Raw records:
::::::

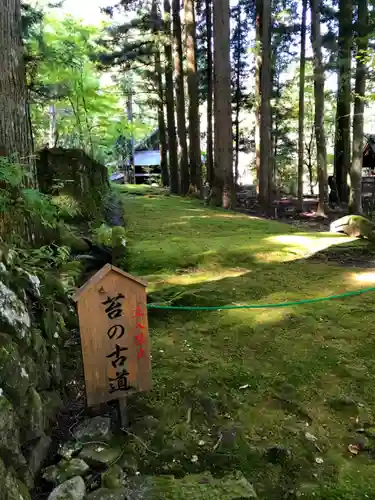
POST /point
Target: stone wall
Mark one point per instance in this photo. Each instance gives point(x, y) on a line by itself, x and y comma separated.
point(34, 312)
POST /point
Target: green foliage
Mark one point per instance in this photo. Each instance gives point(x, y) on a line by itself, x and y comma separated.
point(18, 202)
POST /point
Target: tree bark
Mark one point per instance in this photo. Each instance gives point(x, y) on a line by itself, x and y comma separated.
point(161, 123)
point(265, 116)
point(301, 105)
point(15, 132)
point(258, 92)
point(223, 189)
point(171, 124)
point(321, 149)
point(342, 134)
point(237, 63)
point(193, 110)
point(161, 101)
point(180, 99)
point(355, 205)
point(210, 90)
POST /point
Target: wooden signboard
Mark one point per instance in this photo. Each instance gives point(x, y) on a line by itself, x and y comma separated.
point(112, 310)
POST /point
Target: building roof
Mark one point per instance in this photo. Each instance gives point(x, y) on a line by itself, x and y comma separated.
point(147, 158)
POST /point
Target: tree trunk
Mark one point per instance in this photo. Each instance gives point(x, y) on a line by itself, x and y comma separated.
point(321, 150)
point(301, 106)
point(192, 82)
point(161, 123)
point(258, 93)
point(237, 63)
point(265, 115)
point(52, 138)
point(342, 135)
point(180, 98)
point(15, 132)
point(355, 205)
point(223, 189)
point(210, 85)
point(160, 91)
point(171, 124)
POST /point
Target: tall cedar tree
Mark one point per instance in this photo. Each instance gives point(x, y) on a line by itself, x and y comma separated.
point(156, 21)
point(265, 174)
point(180, 98)
point(240, 49)
point(355, 205)
point(223, 187)
point(15, 130)
point(301, 104)
point(321, 150)
point(193, 110)
point(342, 136)
point(258, 79)
point(210, 95)
point(169, 96)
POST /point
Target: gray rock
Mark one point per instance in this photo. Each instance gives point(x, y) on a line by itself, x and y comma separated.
point(278, 454)
point(13, 312)
point(9, 433)
point(354, 226)
point(38, 454)
point(65, 469)
point(113, 478)
point(99, 455)
point(107, 494)
point(67, 450)
point(74, 489)
point(95, 429)
point(10, 487)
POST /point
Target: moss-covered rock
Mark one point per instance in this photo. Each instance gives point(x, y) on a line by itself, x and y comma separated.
point(99, 455)
point(73, 489)
point(355, 226)
point(34, 421)
point(14, 376)
point(113, 478)
point(11, 488)
point(9, 433)
point(107, 494)
point(94, 429)
point(192, 487)
point(14, 316)
point(64, 470)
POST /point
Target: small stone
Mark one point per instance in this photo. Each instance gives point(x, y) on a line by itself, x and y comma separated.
point(278, 454)
point(74, 489)
point(64, 470)
point(210, 406)
point(129, 465)
point(310, 437)
point(113, 478)
point(94, 429)
point(99, 455)
point(107, 494)
point(38, 454)
point(67, 450)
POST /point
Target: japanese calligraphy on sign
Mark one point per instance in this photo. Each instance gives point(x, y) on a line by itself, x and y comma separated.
point(112, 310)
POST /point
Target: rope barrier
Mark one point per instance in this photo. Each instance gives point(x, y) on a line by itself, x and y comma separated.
point(263, 306)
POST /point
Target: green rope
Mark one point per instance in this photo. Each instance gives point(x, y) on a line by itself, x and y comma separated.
point(263, 306)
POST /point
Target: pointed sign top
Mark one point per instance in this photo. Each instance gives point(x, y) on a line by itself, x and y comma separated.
point(94, 280)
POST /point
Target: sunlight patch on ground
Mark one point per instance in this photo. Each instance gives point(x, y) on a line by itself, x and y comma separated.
point(364, 277)
point(309, 244)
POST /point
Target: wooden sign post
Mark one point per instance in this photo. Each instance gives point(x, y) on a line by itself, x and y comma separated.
point(112, 310)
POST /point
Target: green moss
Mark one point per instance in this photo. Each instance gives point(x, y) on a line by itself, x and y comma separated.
point(268, 373)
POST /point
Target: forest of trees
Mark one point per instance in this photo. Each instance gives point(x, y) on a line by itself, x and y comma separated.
point(216, 78)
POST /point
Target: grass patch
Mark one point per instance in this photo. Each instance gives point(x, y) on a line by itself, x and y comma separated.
point(228, 385)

::::::

Do this:
Convert every line of the items above into a Markdown table with two columns, Row for the row number and Line for the text, skipping blank lines. Leave the pictures out.

Solution for this exercise:
| Row | Line |
|---|---|
| 1 | POST /point |
| 2 | Target: stone wall |
| 3 | Mark one point per instance in this photo. Each instance gives point(x, y) on a line by itself, x and y comma separated. |
| 4 | point(34, 312) |
| 5 | POST /point |
| 6 | Target: green foliage |
| 7 | Mark one point per instance in this photo. Each instance gives point(x, y) on a line by itself, x and y comma separated. |
| 8 | point(18, 202) |
| 9 | POST /point |
| 10 | Target: tree bark |
| 11 | Mark one point per instance in this photo. Each instance gives point(x, y) on a line by itself, x and y comma separated. |
| 12 | point(161, 123) |
| 13 | point(265, 116) |
| 14 | point(301, 105) |
| 15 | point(15, 132) |
| 16 | point(258, 92) |
| 17 | point(223, 189) |
| 18 | point(171, 124) |
| 19 | point(321, 149) |
| 20 | point(342, 134) |
| 21 | point(237, 63) |
| 22 | point(193, 110) |
| 23 | point(161, 101) |
| 24 | point(180, 99) |
| 25 | point(355, 205) |
| 26 | point(210, 90) |
| 27 | POST /point |
| 28 | Target: wooden signboard |
| 29 | Mark one point per instance in this photo. Each instance gives point(x, y) on a line by itself, x and y comma separated. |
| 30 | point(112, 310) |
| 31 | POST /point |
| 32 | Target: building roof |
| 33 | Mark one point per instance in this photo. Each instance gives point(x, y) on a line by itself, x and y comma separated. |
| 34 | point(147, 158) |
| 35 | POST /point |
| 36 | Target: tree trunk |
| 37 | Mark one point per instance in this photo. Each instance gives point(x, y) on a line by itself, x and y comma separated. |
| 38 | point(321, 150) |
| 39 | point(301, 106) |
| 40 | point(192, 82) |
| 41 | point(161, 123) |
| 42 | point(258, 93) |
| 43 | point(237, 63) |
| 44 | point(265, 115) |
| 45 | point(52, 138) |
| 46 | point(342, 135) |
| 47 | point(180, 98) |
| 48 | point(15, 132) |
| 49 | point(355, 205) |
| 50 | point(223, 189) |
| 51 | point(210, 85) |
| 52 | point(160, 91) |
| 53 | point(171, 124) |
| 54 | POST /point |
| 55 | Target: tall cedar tree |
| 56 | Mark one point per instance in this photo. Each instance gives point(x, y) on a line by itself, x and y comma separated. |
| 57 | point(156, 21) |
| 58 | point(265, 174) |
| 59 | point(180, 98) |
| 60 | point(240, 49) |
| 61 | point(355, 205) |
| 62 | point(223, 187) |
| 63 | point(15, 130) |
| 64 | point(301, 104) |
| 65 | point(321, 150) |
| 66 | point(193, 110) |
| 67 | point(342, 136) |
| 68 | point(258, 79) |
| 69 | point(210, 95) |
| 70 | point(169, 96) |
| 71 | POST /point |
| 72 | Target: gray rock |
| 73 | Mark one point per instance in this photo. Each instance gives point(x, y) on a line by itself, x and y comma separated. |
| 74 | point(278, 454) |
| 75 | point(13, 312) |
| 76 | point(9, 433) |
| 77 | point(354, 226) |
| 78 | point(38, 454) |
| 79 | point(65, 469) |
| 80 | point(113, 478) |
| 81 | point(99, 455) |
| 82 | point(107, 494) |
| 83 | point(67, 450) |
| 84 | point(74, 489) |
| 85 | point(95, 429) |
| 86 | point(10, 487) |
| 87 | POST /point |
| 88 | Target: moss-covered rock |
| 89 | Mark one point per instance in this photo. Each instance gives point(x, y) on a line by itself, x and y comma separated. |
| 90 | point(99, 455) |
| 91 | point(73, 489) |
| 92 | point(355, 226) |
| 93 | point(34, 421) |
| 94 | point(14, 376) |
| 95 | point(113, 478) |
| 96 | point(11, 488) |
| 97 | point(9, 433) |
| 98 | point(107, 494) |
| 99 | point(94, 429) |
| 100 | point(192, 487) |
| 101 | point(14, 316) |
| 102 | point(64, 470) |
| 103 | POST /point |
| 104 | Target: small stone |
| 105 | Mark one point per instance in this photo. Each instance gives point(x, y) on a line by itself, x and y comma separated. |
| 106 | point(278, 454) |
| 107 | point(74, 489) |
| 108 | point(64, 470) |
| 109 | point(210, 406) |
| 110 | point(129, 465) |
| 111 | point(310, 437) |
| 112 | point(113, 478) |
| 113 | point(94, 429) |
| 114 | point(99, 455) |
| 115 | point(107, 494) |
| 116 | point(38, 454) |
| 117 | point(67, 450) |
| 118 | POST /point |
| 119 | Target: japanese calligraphy on sign |
| 120 | Mark one point per instance in this photo. Each instance gives point(x, y) on a line by itself, x and y comma separated. |
| 121 | point(112, 310) |
| 122 | POST /point |
| 123 | Target: rope barrier |
| 124 | Mark one point per instance in this photo. Each instance gives point(x, y) on a line by itself, x and y comma separated. |
| 125 | point(263, 306) |
| 126 | POST /point |
| 127 | Target: green rope |
| 128 | Mark one point per instance in this photo. Each instance gives point(x, y) on a line by itself, x and y comma separated. |
| 129 | point(263, 306) |
| 130 | POST /point |
| 131 | Target: pointed sign top |
| 132 | Mark one point per instance in this photo. Each instance gives point(x, y) on a line by itself, x and y comma separated. |
| 133 | point(94, 280) |
| 134 | POST /point |
| 135 | Target: sunlight patch on ground |
| 136 | Mark one point per instance in this photo. Each instance gives point(x, y) on a line by itself, x and y comma separated. |
| 137 | point(364, 277) |
| 138 | point(309, 244) |
| 139 | POST /point |
| 140 | Target: wooden sign post |
| 141 | Mark one point per instance in this photo. Each instance gives point(x, y) on a line by itself, x and y comma separated. |
| 142 | point(112, 310) |
| 143 | POST /point |
| 144 | Target: green moss |
| 145 | Mark one point per instance in this photo. Each instance gives point(x, y) on a line by itself, x and y comma separated. |
| 146 | point(268, 373) |
| 147 | POST /point |
| 148 | Target: forest of trees |
| 149 | Mark one point per instance in this photo. Each instance gives point(x, y) on a line by itself, x and y comma separated. |
| 150 | point(216, 78) |
| 151 | POST /point |
| 152 | Target: grass patch |
| 153 | Mark one point per instance in this photo. Each instance gives point(x, y) on a line by itself, x and y comma separated. |
| 154 | point(228, 385) |